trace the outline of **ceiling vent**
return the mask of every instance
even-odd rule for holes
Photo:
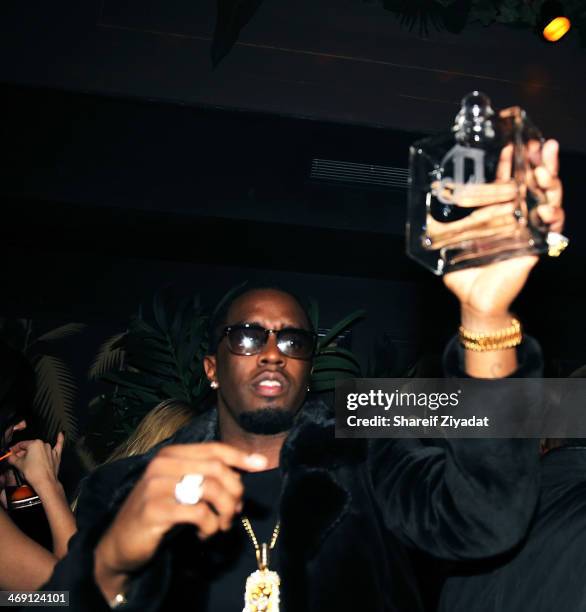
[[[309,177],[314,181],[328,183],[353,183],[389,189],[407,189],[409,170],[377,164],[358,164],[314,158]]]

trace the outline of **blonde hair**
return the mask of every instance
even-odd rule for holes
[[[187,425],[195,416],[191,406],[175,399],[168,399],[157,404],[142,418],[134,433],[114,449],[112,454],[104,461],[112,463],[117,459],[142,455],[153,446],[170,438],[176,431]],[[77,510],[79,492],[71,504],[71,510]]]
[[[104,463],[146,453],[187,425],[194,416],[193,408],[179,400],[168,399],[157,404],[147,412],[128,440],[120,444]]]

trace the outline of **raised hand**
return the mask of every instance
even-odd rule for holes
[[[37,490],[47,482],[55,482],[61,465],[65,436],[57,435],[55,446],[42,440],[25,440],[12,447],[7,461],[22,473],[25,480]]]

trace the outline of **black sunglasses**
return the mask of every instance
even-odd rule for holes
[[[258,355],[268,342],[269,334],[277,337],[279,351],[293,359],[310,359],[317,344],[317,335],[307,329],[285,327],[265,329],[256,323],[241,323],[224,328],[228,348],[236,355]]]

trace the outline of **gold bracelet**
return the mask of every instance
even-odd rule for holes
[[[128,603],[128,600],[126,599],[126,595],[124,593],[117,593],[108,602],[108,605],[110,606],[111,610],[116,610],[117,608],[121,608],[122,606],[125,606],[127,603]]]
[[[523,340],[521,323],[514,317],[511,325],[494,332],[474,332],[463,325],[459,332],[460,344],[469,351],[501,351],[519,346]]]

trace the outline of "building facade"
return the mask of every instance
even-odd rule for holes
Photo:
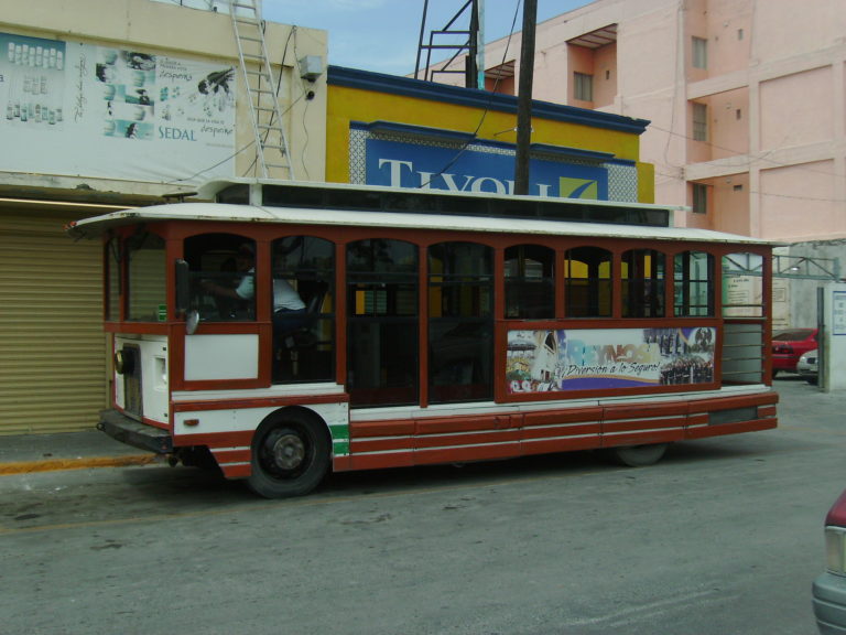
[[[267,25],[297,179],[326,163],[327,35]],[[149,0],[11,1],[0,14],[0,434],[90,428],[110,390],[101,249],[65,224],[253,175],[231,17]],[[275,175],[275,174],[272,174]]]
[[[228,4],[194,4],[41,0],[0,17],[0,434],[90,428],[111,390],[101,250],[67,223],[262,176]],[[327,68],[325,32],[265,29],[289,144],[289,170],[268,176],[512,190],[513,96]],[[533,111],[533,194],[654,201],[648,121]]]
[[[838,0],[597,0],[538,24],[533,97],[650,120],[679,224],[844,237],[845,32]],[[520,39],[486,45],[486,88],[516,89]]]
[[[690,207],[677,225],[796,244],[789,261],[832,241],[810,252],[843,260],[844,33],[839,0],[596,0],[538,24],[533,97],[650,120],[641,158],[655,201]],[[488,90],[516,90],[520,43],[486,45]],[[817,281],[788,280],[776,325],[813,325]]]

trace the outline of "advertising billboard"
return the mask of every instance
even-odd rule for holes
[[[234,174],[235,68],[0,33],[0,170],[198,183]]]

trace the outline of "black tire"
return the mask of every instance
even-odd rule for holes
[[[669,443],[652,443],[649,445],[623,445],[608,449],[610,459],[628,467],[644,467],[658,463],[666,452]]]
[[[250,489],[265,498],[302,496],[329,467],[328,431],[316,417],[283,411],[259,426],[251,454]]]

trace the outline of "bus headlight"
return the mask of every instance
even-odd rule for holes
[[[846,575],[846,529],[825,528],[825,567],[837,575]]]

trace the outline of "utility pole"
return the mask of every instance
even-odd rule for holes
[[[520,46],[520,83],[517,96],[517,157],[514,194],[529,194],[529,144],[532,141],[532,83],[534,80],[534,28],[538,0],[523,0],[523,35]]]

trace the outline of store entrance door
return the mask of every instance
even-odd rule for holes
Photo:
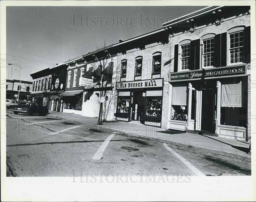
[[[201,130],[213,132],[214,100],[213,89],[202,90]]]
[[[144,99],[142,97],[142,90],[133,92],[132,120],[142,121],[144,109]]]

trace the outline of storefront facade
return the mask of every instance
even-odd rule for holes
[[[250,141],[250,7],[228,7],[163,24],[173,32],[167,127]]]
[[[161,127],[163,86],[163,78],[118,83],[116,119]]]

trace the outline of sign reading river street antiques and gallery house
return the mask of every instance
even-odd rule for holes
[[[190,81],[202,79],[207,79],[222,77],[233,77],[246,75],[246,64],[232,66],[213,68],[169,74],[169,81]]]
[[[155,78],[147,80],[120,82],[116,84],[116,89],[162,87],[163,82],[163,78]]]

---

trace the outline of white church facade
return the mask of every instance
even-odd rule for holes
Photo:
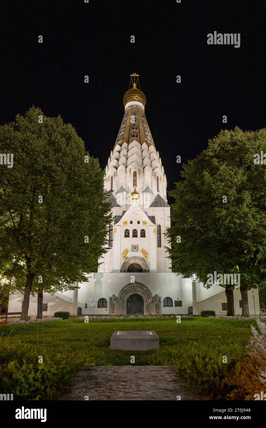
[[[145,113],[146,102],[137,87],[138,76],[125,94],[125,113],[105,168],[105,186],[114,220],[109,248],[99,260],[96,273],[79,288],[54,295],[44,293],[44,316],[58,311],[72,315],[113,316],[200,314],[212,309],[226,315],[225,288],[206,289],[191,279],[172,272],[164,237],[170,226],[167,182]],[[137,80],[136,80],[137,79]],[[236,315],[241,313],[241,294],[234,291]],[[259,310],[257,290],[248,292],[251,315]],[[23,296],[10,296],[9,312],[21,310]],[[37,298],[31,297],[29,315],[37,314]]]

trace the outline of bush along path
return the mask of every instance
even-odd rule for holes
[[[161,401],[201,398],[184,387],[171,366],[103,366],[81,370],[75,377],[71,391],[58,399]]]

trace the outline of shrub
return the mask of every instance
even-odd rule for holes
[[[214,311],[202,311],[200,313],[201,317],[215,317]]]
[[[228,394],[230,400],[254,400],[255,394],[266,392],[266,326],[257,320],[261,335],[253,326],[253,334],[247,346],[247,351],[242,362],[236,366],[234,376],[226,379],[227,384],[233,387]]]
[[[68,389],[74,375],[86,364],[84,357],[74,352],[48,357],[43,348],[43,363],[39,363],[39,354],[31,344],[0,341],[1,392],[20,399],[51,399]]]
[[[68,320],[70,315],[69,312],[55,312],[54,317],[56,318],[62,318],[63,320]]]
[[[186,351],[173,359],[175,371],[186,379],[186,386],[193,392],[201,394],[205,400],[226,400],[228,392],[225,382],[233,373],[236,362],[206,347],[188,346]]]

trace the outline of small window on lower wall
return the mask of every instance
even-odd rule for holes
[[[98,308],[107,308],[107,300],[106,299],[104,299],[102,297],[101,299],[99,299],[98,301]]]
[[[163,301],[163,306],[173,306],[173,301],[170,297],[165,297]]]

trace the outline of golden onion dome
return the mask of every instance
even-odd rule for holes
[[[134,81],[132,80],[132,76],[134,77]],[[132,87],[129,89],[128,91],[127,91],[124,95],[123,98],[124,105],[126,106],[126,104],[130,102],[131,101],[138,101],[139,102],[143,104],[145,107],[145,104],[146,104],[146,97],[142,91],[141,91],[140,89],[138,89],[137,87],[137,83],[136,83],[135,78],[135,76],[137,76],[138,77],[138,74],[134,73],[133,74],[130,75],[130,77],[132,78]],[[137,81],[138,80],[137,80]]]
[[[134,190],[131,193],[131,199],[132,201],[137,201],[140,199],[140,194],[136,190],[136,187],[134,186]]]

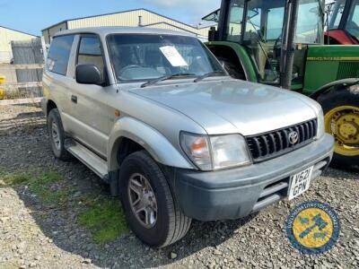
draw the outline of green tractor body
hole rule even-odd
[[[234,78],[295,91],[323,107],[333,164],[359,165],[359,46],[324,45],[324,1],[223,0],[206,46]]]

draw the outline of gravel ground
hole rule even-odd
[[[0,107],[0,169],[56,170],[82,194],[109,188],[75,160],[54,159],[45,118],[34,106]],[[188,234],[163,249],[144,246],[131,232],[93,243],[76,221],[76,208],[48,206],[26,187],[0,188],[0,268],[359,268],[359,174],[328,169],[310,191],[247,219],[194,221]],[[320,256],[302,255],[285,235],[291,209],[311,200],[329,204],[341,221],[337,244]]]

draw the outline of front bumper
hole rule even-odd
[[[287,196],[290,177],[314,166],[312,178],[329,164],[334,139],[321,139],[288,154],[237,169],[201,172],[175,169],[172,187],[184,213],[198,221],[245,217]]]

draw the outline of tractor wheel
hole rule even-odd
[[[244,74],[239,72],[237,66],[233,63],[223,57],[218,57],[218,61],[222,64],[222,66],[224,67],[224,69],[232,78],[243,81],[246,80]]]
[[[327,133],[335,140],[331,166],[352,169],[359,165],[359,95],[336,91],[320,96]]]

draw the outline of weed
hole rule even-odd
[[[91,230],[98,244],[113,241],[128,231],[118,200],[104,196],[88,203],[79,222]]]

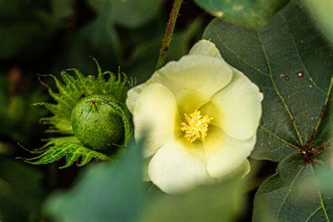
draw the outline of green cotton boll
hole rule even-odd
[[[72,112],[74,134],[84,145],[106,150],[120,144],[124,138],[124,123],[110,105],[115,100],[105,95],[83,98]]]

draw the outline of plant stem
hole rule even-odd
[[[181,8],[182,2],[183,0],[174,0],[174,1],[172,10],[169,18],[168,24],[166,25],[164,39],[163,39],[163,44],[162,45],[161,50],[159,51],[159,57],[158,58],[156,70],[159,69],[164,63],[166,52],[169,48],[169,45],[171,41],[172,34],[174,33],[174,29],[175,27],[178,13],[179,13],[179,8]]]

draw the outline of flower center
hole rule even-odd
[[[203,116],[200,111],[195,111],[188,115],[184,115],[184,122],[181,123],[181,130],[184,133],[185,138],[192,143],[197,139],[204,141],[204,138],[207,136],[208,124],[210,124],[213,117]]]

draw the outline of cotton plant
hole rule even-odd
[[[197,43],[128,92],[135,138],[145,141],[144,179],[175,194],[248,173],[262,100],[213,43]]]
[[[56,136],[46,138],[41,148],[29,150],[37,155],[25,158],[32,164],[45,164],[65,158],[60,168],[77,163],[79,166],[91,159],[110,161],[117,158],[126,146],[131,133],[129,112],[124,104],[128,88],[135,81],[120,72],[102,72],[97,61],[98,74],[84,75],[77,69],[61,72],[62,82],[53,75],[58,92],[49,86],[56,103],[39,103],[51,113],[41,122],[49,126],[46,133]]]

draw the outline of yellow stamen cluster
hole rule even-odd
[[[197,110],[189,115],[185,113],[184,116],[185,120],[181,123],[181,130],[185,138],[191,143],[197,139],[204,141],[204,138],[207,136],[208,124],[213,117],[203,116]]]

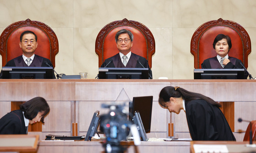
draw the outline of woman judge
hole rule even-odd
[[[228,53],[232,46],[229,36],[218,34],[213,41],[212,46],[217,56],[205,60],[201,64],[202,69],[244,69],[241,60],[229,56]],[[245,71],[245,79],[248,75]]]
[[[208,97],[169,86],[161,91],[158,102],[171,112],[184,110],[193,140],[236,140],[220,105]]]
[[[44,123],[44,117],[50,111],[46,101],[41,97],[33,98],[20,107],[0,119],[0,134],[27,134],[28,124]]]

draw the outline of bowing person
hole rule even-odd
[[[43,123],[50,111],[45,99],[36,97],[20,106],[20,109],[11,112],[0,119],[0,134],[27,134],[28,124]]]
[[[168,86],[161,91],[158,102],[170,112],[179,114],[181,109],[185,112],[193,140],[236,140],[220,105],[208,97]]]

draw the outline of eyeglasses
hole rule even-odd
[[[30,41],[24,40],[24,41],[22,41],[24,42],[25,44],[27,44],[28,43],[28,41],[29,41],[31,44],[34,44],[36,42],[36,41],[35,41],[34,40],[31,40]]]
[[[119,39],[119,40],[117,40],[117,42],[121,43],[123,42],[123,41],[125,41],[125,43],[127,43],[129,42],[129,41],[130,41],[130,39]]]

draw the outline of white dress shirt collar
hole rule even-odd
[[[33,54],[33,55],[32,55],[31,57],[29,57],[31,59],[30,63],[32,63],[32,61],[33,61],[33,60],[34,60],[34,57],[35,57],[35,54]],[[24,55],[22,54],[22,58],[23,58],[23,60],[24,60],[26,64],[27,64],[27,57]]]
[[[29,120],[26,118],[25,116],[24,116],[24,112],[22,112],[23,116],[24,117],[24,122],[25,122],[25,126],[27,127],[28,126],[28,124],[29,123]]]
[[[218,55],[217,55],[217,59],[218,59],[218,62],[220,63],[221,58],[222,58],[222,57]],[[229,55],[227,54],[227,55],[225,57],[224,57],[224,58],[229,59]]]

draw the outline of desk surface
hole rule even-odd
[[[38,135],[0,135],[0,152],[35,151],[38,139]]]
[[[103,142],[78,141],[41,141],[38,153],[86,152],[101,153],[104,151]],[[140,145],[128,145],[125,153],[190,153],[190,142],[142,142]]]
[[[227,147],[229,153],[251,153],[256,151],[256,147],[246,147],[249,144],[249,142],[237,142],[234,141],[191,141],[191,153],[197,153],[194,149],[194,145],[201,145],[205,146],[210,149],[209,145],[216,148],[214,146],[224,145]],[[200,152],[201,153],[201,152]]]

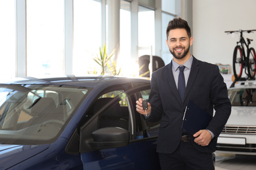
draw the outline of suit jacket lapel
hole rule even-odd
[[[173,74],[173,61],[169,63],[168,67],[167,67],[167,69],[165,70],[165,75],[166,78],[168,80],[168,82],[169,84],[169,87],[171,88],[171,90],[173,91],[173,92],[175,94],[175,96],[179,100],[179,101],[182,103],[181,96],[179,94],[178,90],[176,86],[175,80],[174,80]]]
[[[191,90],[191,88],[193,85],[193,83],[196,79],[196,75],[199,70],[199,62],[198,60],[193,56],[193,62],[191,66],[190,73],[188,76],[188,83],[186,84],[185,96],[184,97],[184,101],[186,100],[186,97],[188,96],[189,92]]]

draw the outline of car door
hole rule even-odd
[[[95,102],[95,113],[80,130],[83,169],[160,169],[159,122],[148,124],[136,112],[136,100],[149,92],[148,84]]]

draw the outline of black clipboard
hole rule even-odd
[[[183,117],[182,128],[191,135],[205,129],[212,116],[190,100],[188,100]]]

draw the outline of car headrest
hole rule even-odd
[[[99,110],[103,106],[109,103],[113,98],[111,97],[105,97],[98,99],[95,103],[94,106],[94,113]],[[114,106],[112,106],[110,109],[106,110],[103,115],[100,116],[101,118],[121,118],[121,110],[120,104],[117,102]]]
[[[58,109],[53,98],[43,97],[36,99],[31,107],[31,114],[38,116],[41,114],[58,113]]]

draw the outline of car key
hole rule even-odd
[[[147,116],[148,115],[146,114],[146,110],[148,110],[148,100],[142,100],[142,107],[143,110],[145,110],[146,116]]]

• [PROBLEM DETAILS]: Which of the lines above contain the string "facade"? Pick out each one and copy it in full.

• [WRITTEN RESPONSE]:
trace the outline of "building facade"
trace the outline of storefront facade
trace the outline of white church facade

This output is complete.